(Natural-language object grounding data)
+-------+

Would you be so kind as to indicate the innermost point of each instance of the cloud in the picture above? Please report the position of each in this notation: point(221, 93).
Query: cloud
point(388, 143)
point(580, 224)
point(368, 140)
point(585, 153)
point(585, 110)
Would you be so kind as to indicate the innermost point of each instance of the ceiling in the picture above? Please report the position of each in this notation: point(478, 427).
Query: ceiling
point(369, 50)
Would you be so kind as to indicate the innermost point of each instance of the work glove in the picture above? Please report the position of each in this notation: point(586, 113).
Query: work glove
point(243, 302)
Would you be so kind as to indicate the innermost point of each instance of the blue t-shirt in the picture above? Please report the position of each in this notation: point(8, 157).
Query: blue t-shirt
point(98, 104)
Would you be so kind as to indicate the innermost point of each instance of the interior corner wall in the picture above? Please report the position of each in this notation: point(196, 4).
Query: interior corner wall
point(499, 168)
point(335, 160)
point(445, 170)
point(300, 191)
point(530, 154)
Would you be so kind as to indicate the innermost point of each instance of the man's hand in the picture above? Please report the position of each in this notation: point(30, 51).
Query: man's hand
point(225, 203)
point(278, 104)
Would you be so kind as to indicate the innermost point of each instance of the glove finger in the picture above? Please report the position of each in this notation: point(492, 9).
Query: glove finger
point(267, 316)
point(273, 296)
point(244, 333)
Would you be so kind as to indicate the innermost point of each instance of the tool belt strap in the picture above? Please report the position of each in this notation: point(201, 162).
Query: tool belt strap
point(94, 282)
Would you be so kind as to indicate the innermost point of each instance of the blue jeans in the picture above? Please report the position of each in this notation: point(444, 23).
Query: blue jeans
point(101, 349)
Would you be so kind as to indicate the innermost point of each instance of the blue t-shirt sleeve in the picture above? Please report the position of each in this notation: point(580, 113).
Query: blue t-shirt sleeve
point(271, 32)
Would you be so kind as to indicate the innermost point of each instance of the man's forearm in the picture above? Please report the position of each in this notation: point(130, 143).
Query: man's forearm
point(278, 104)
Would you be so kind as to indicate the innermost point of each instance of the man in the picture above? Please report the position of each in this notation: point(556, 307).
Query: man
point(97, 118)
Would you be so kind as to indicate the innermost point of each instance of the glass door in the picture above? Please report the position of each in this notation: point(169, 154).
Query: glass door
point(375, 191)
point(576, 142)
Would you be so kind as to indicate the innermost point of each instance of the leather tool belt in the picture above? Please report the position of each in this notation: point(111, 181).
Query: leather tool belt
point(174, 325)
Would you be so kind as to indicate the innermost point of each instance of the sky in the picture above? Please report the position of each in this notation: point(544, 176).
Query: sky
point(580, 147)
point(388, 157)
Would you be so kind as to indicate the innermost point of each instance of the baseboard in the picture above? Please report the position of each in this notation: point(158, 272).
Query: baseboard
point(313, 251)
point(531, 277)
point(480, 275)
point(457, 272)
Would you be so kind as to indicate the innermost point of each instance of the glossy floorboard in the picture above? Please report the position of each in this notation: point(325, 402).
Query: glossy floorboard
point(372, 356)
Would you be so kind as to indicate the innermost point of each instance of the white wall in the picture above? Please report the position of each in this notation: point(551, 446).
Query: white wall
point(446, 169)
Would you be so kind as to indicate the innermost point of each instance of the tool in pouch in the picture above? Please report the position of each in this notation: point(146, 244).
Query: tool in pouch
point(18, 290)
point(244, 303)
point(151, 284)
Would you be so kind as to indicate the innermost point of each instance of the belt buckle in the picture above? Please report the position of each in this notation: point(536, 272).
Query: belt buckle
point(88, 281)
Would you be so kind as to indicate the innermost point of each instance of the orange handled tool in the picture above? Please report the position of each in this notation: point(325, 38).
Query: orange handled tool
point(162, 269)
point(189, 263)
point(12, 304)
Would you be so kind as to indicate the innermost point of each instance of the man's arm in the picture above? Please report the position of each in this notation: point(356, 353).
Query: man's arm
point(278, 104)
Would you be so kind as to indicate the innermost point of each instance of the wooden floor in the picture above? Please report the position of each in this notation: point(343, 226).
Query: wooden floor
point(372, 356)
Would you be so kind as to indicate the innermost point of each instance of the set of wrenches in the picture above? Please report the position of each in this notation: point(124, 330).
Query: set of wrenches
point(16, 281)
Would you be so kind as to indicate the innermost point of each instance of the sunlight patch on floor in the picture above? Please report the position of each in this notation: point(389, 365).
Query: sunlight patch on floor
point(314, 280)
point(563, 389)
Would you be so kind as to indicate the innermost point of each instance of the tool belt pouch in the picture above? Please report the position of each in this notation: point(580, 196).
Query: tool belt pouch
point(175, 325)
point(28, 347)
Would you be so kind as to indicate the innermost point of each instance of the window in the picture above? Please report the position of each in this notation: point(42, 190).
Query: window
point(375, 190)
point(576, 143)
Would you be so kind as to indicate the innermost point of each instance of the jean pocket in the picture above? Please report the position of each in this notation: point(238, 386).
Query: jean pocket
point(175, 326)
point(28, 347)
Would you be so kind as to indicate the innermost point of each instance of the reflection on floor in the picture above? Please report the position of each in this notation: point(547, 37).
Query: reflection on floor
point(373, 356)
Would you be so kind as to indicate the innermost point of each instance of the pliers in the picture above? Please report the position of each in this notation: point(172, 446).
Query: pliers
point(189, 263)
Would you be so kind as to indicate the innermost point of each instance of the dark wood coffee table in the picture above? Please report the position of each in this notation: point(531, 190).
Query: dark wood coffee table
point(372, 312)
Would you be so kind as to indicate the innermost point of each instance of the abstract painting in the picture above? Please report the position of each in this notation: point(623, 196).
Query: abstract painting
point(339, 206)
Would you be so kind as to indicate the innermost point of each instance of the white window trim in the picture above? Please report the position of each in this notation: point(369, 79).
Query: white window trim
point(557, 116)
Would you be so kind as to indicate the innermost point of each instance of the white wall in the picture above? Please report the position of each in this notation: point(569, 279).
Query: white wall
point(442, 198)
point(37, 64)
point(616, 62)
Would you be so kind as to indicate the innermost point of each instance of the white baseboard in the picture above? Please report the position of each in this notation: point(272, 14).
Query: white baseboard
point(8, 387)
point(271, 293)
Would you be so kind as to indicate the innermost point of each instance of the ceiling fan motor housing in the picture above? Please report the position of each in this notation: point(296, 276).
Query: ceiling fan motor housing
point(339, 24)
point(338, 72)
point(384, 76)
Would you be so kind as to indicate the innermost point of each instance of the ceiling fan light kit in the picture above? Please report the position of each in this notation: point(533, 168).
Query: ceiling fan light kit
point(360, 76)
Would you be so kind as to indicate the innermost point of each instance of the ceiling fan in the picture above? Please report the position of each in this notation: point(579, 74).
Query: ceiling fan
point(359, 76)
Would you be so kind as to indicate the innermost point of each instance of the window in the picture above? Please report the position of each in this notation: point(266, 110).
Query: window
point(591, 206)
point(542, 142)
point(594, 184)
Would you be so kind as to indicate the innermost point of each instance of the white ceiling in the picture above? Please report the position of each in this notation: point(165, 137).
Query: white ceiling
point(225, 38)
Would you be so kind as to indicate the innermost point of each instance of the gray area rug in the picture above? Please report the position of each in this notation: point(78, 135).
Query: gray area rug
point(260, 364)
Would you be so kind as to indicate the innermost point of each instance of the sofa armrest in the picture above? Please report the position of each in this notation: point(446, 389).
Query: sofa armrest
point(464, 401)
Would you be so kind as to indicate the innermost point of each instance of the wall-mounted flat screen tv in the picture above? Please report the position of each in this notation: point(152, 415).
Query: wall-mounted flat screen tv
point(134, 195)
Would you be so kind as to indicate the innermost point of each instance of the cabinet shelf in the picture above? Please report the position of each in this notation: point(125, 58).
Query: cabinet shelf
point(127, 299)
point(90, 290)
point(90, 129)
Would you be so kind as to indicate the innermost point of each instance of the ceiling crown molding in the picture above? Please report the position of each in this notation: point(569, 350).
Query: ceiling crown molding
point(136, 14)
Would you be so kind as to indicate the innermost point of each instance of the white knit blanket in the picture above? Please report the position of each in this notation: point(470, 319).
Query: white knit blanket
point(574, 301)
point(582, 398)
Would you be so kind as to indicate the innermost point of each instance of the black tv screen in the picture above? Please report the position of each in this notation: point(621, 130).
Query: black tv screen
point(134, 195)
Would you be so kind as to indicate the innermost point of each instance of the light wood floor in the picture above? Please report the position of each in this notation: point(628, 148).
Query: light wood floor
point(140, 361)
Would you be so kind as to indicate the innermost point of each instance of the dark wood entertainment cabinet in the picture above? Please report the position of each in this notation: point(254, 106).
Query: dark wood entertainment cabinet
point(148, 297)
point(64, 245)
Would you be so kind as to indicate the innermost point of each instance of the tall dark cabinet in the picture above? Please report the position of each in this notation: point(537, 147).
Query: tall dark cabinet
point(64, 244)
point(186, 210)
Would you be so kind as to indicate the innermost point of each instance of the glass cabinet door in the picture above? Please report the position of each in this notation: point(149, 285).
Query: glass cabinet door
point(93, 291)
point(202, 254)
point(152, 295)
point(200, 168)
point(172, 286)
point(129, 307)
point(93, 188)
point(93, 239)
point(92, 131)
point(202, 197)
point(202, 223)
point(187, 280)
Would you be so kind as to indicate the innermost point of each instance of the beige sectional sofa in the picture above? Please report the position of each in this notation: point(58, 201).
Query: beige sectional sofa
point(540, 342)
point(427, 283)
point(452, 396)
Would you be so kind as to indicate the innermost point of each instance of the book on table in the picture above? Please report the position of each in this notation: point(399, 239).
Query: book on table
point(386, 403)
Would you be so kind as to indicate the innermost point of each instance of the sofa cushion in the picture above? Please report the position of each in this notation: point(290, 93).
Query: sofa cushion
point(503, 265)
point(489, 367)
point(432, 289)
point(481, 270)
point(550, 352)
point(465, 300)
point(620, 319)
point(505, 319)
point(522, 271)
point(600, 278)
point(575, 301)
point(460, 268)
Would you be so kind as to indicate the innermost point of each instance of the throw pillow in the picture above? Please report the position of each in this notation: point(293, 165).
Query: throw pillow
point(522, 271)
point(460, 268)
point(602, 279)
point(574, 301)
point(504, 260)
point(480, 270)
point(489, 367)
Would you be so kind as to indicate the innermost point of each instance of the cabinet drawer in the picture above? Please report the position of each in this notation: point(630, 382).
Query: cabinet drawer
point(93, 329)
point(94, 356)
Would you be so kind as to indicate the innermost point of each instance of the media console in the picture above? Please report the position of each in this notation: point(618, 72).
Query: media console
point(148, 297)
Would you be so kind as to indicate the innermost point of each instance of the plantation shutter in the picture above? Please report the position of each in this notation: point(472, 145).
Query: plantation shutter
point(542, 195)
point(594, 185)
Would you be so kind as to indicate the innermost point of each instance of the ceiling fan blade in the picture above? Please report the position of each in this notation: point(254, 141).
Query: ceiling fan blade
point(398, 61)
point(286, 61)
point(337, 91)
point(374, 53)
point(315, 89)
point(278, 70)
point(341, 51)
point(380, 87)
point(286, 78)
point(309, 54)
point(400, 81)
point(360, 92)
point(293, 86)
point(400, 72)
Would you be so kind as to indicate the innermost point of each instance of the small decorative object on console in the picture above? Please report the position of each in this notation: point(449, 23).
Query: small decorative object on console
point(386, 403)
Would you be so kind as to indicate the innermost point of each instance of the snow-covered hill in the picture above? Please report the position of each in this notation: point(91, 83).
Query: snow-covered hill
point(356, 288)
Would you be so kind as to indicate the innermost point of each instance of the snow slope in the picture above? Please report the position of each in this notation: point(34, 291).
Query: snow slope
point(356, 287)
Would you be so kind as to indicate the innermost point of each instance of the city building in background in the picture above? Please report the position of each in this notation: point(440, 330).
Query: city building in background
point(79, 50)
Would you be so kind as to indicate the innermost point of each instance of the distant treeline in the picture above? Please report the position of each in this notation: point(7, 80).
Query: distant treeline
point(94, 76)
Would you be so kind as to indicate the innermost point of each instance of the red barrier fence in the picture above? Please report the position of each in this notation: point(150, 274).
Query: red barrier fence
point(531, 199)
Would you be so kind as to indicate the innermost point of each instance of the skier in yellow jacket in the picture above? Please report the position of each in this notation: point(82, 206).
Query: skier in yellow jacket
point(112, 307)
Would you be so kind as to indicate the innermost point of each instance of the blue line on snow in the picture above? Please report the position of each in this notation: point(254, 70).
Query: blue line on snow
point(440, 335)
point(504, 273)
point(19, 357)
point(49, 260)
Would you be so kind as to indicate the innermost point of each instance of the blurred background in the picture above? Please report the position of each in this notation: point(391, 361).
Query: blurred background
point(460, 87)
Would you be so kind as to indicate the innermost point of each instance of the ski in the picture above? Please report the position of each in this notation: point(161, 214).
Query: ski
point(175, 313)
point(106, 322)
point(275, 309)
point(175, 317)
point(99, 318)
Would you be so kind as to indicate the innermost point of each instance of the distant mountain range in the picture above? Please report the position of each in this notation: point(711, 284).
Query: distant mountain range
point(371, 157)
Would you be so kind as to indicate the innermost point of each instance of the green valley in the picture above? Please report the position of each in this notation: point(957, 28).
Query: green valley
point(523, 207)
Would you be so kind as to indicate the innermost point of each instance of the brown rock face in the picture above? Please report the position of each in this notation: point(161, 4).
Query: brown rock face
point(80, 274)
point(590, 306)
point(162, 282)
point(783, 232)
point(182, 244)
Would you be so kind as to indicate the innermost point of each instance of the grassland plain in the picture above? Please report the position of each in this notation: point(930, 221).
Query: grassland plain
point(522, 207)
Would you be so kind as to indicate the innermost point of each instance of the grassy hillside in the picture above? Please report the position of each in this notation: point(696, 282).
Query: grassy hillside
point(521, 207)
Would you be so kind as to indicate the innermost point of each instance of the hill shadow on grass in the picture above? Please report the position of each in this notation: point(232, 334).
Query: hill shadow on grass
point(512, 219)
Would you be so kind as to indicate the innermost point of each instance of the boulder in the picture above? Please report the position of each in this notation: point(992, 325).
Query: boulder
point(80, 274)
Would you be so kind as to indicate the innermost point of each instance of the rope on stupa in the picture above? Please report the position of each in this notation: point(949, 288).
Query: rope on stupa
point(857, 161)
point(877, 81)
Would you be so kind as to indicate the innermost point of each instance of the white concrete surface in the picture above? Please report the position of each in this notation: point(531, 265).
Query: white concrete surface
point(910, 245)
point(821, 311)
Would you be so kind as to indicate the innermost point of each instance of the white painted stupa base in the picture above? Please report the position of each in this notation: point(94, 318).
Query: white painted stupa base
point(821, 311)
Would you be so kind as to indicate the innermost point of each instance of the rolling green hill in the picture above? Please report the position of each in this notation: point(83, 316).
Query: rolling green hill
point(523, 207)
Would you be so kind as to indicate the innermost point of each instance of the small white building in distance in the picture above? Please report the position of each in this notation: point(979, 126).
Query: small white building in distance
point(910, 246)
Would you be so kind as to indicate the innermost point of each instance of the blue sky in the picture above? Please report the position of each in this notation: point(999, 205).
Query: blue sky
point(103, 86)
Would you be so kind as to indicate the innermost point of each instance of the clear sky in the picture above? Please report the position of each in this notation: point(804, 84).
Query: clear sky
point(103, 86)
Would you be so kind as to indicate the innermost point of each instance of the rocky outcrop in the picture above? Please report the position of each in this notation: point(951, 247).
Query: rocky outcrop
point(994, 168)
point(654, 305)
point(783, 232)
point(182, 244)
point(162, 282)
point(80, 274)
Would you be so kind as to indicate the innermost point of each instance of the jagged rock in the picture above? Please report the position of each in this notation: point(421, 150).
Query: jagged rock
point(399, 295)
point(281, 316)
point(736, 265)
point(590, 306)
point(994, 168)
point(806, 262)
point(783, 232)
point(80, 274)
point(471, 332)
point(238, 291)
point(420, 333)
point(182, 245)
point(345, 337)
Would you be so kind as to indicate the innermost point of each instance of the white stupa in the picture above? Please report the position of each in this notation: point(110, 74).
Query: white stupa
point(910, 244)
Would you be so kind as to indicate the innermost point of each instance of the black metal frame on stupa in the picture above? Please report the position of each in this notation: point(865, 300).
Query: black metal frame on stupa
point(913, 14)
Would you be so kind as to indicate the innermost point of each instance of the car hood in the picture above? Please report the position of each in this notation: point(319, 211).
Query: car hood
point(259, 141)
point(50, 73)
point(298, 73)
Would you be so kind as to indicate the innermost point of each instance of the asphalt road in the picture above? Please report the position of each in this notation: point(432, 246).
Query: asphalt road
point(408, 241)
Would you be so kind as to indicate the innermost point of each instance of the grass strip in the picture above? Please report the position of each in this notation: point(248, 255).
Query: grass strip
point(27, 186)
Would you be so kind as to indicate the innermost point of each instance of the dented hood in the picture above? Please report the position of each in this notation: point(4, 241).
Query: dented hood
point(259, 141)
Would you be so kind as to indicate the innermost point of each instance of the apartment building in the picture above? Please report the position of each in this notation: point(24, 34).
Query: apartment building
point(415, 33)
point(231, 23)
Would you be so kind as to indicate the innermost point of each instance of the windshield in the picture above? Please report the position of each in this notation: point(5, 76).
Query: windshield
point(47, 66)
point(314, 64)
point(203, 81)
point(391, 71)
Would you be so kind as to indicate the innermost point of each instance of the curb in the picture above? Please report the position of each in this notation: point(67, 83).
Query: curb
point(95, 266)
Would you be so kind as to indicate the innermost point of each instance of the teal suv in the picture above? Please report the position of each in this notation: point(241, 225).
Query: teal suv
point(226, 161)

+-------+

For this exercise, repeat exactly the lines of the data above from the one with "notation: point(580, 113)." down to the one with "notation: point(169, 154).", both end lines included.

§ Exercise solution:
Would you be so kind as to indicate the innermost point of each instance of the blue t-shirt sleeve in the picture above? Please report the position of each in this notation: point(580, 113).
Query: blue t-shirt sleeve
point(271, 32)
Would you be so kind as to indicate the innermost point of each instance of the man's forearm in the picture above? Please report the position of each in this notation: point(130, 143).
Query: man's forearm
point(278, 104)
Would you be so kind as to indicate the innermost point of each instance of the man in the picture above? Please report the position of each in this notation: point(556, 307).
Query: man
point(97, 118)
Would you be so kind as to indicate the innermost point of each instance of the glass door in the picture above? Please report the position of each in this notation: point(169, 154).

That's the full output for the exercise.